**What the task requires:** Restate, word for word, all of the material shown below.

**Data rows:**
****************************************
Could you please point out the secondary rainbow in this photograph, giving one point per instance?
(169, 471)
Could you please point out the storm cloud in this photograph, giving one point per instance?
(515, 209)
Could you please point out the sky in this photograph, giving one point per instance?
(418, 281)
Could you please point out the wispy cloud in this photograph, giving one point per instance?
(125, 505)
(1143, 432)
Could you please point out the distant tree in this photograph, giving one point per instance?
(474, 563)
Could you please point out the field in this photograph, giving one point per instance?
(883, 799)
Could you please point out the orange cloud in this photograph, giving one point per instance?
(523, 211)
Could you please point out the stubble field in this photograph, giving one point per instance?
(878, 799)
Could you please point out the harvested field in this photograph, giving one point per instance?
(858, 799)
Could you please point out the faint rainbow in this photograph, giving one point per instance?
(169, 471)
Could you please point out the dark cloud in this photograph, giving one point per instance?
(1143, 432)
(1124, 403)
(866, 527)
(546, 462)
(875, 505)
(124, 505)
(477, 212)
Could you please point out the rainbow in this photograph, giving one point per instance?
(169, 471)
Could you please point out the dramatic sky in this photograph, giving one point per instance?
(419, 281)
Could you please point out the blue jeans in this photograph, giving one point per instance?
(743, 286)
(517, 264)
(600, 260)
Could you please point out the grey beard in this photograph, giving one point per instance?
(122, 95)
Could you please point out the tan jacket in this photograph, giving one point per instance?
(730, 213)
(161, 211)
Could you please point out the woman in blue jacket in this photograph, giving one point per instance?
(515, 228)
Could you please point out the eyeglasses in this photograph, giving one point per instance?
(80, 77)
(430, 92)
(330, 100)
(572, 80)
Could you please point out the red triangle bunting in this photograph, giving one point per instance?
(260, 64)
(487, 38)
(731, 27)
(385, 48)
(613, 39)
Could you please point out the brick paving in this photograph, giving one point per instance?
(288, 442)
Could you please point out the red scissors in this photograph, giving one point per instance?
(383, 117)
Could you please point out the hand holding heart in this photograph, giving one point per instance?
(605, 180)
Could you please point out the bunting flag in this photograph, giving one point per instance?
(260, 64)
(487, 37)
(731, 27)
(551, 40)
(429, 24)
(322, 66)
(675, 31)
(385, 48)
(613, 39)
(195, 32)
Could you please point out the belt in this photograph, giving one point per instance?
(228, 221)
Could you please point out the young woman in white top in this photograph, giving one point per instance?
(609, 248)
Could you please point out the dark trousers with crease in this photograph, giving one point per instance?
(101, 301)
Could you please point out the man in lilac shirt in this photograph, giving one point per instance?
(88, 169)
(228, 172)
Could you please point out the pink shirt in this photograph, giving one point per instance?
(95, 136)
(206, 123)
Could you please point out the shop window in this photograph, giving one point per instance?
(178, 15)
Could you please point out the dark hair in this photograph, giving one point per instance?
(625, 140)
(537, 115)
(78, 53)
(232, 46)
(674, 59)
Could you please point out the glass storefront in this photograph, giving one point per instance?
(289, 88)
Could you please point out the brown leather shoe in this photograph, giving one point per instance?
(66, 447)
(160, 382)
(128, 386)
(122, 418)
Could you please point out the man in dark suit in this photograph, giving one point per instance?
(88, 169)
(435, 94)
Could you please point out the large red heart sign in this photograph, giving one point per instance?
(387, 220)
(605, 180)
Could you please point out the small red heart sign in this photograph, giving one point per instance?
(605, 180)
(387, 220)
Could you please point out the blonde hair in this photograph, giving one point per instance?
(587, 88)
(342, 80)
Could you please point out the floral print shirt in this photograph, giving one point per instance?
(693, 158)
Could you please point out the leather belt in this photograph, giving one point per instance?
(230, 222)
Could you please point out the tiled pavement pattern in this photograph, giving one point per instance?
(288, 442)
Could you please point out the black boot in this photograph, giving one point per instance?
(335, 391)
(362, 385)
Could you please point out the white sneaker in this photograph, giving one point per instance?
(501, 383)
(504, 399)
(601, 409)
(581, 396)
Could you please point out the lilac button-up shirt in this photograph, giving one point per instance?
****************************************
**Task output:**
Could you please point out the secondary rainbow in this photograph, giving one point per instance?
(169, 471)
Could you please point out the storm cloud in this photograph, giving one point per instance?
(515, 209)
Could you please point out the sky in this photograph, giving one point per instance?
(418, 281)
Could you please point out the wispy cloud in this photograph, giving one point per instance?
(125, 505)
(1143, 432)
Could you please point out the distant tree in this photograph, giving one point per instance?
(474, 563)
Could you please point out the field in this photograph, giving one point per instance?
(883, 799)
Could you please point out the orange cloud in this photograph, giving one point per instance?
(523, 211)
Could you please point out the stubble field in this photograph, giving one point per instance?
(878, 799)
Could you please point out the harvested field in this photograph, giving one point per instance?
(858, 799)
Could you please point out the faint rainbow in this photograph, giving one point per instance?
(169, 471)
Could you please point out the dark cloud in this photograph, giving one point per instance?
(1143, 432)
(1124, 403)
(866, 527)
(546, 462)
(875, 505)
(124, 505)
(477, 212)
Could you please point out the rainbow in this photograph, giving one point per instance?
(169, 471)
Could you please point out the dramatic sky in this photograph, giving one point per instance?
(419, 281)
Could you please point out the blue jeans in this photograph, giving one point per instance?
(743, 286)
(517, 264)
(600, 260)
Could you please point out the grey beard in this photograph, giving one point per instance?
(122, 95)
Could you please point out the tan jacket in this photograph, giving one point per instance?
(730, 213)
(161, 211)
Could you please point out the woman in blue jacket in this photograph, giving one point per instance?
(515, 228)
Could you please point out the eyeglasses in this photograph, giving one point per instance?
(80, 77)
(430, 92)
(330, 100)
(572, 80)
Could you please point out the red triangle bunting in this photograph, giving one point per instance?
(260, 64)
(487, 38)
(731, 27)
(385, 48)
(613, 39)
Could you please point out the brick paving in this photograph, giving one point per instance?
(288, 442)
Could you please point out the red scissors in this photograph, giving one point per instance?
(383, 117)
Could you please point out the hand holding heart in this photograph, giving one point per instance?
(605, 180)
Could you please point out the bunting flag in this photograph, giving one point per instance?
(260, 64)
(487, 37)
(731, 27)
(551, 40)
(429, 24)
(322, 66)
(675, 31)
(385, 48)
(613, 39)
(195, 32)
Could you please point out the belt in this photograph, giving one point per instance?
(228, 221)
Could you please point out the young woman in white top in this photograph, giving one point per instance?
(609, 248)
Could you please point out the dark trousers with crease in this photograph, giving one point per instance?
(101, 301)
Could you please point out the man in lilac shirt in this photograph, giving one point per instance?
(88, 169)
(228, 172)
Could you please point out the pink shirt in this photograph, giving one point per instance?
(95, 136)
(206, 123)
Could you please point out the shop window in this photograph, giving one point per instance?
(178, 15)
Could you please point out the dark hair in this photograph, giving one point per instance?
(625, 140)
(537, 115)
(78, 53)
(232, 46)
(674, 59)
Could you please point out the glass storefront in this photograph, giving one point per instance?
(289, 88)
Could you please point out the brown leather shoe in this photograph, giving one point per instance?
(66, 447)
(160, 382)
(128, 386)
(122, 418)
Could you please point out the man in dark suit in this photograph, giving one point per instance?
(88, 169)
(435, 94)
Could you please point out the large red heart sign in this photograph, giving one point per instance?
(387, 220)
(605, 180)
Could you please point out the small red heart sign in this photograph, giving one point per instance?
(605, 180)
(387, 220)
Could you please point out the blonde hair in this photograph, giving one point per instance?
(587, 88)
(342, 80)
Could you please point out the floral print shirt in this photograph, giving one point per instance?
(693, 158)
Could you please point out the leather belt in this photograph, giving one point per instance?
(230, 222)
Could you please point out the tiled pavement pattern in this photograph, giving one point per instance?
(288, 442)
Could you please point out the black boot in this photograph, giving one point per instance?
(335, 391)
(362, 385)
Could you please point out the white sneaker in this photograph, giving one point per instance?
(501, 383)
(504, 399)
(601, 409)
(581, 396)
Could you please point out the lilac button-up shirt in this photograph, giving one point per instance?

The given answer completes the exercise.